- Text for analysis -
####
Xavier moved on to work focused on the Western Balkan region, where a key priority in the education system was the inclusion of the Roma population.  

This kind of experience has continued to be relevant: in November 2023 at a Union for the Mediterranean and ETF conference on inclusion [Gender and Inclusiveness in Active Labour Market Policies] in Barcelona, delegates from youth organisations in North Africa, the Middle East and the Balkans were taken on study visits to centres dedicated to improving the employability of women and people with disabilities. 

“The definition of inclusion has shifted over the years,” Xavier notes. “Now it is not only about economic sustainable development, but also environmental sustainability, and social sustainability. You have to create this process to ensure social inclusion – leaving nobody behind.” 

Xavier has worked in various departments at the ETF – gaining valuable experience across the agency over the years. He had positions in the planning, monitoring and evaluation unit for seven years. 

Although this under the line work is not seen by the partners the ETF works with in policy support and development, it is a crucial area of the agency’s work in relation to the overall policy objectives set by the EU.  

It was an experience that was to prove vital in seeing off an existential challenge to the ETF when external consultants issued a report that was critical of the agency and recommended it merging, or reducing activities by half.  

“We had to present our arguments to contradict theirs and justify that the ETF was necessary, that the partner countries and stakeholders were satisfied with our services,” Xavier recalls. “This was a difficult moment. In the end the European Commission did not buy into the recommendations.” 

In 2014, Xavier returned to operations as head of a policy unit working on thematic areas – employment, VET provision, entrepreneurship and quality assurance for VET.  

That led to his current position as Head of the Knowledge Hub Department, since 2019, where experts have been tasked with drawing up a new strategy for the ETF in line with EU policy objectives through 2027.
####
- Source material -
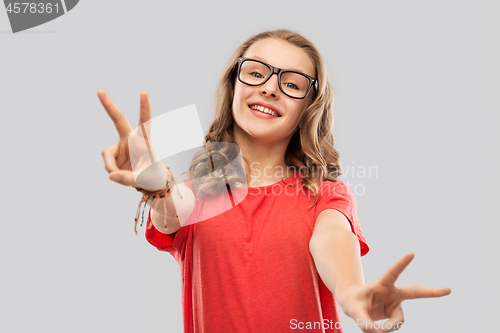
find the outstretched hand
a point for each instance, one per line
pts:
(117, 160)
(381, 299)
####
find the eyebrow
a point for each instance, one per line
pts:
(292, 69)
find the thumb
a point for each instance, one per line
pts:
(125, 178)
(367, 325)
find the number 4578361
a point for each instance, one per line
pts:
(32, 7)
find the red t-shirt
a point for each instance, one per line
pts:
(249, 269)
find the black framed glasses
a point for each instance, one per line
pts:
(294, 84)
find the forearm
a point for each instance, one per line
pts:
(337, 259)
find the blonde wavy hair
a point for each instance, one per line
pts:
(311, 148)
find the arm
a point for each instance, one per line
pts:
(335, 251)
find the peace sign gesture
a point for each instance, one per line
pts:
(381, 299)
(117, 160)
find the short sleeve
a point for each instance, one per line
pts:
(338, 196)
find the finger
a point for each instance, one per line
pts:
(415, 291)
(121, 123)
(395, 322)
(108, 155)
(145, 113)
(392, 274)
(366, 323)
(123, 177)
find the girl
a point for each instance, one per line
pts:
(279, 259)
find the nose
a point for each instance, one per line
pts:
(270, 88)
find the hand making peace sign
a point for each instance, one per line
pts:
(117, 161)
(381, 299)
####
According to the text about Xavier's work at the ETF, how many years did Xavier hold positions in the planning, monitoring and evaluation unit? The items have no connection to the text about Xavier's work at the ETF.

- Solution for this exercise -
Seven years.